TASK STATEMENT:
Please tally the lines below that contain the word "stone" and reply with the total alone.

Saved entries
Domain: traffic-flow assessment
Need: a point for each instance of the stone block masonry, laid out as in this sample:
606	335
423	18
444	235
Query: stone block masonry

RESPONSE BOX:
2